## Record set
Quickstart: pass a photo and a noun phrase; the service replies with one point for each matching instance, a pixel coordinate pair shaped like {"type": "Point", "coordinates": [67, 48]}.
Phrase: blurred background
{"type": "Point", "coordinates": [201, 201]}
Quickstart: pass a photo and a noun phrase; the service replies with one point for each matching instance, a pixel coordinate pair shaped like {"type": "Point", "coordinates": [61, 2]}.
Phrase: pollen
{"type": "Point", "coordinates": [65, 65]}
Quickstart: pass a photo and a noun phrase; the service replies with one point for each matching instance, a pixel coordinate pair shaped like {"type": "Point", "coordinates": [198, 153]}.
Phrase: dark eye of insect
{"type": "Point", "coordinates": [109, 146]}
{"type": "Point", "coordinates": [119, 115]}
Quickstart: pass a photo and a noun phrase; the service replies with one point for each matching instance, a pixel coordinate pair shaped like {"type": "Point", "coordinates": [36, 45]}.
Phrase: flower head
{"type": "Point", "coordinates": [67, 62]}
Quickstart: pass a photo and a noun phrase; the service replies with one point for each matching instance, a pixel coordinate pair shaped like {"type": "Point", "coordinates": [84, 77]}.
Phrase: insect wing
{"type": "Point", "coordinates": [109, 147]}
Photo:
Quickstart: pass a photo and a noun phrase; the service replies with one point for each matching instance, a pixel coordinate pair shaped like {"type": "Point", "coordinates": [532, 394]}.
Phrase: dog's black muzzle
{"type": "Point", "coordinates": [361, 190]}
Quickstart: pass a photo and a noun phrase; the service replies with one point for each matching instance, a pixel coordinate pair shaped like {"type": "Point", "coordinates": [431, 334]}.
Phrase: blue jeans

## Stated task
Type out the material again exactly as presented.

## Response
Quickstart: pass a photo and a noun phrase; the service replies with one point for each matching instance, a pixel coordinate pair shaped like {"type": "Point", "coordinates": [67, 48]}.
Phrase: blurred background
{"type": "Point", "coordinates": [201, 201]}
Quickstart: pass a photo and a noun phrase; the service replies with one point for each matching instance, a pixel coordinate pair shaped like {"type": "Point", "coordinates": [61, 2]}.
Phrase: pollen
{"type": "Point", "coordinates": [65, 65]}
Quickstart: pass a photo and a noun phrase; the service replies with one point for each matching instance, a pixel coordinate pair shaped like {"type": "Point", "coordinates": [198, 153]}.
Phrase: dark eye of insect
{"type": "Point", "coordinates": [109, 146]}
{"type": "Point", "coordinates": [119, 115]}
Quickstart: pass a photo and a noun phrase; the service replies with one point for each matching instance, a pixel coordinate pair shaped like {"type": "Point", "coordinates": [36, 45]}.
Phrase: flower head
{"type": "Point", "coordinates": [67, 62]}
Quickstart: pass a photo and a noun phrase; the service replies with one point for each matching instance, a pixel coordinate pair shaped like {"type": "Point", "coordinates": [84, 77]}.
Phrase: insect wing
{"type": "Point", "coordinates": [109, 147]}
Photo:
Quickstart: pass a photo and a noun phrase; the service replies with one point for each matching instance, a pixel coordinate pair shaped like {"type": "Point", "coordinates": [532, 394]}.
Phrase: dog's black muzzle
{"type": "Point", "coordinates": [361, 190]}
Quickstart: pass a photo and a noun phrase; the service replies with one point for each matching instance, a pixel coordinate pair shaped like {"type": "Point", "coordinates": [431, 334]}.
Phrase: blue jeans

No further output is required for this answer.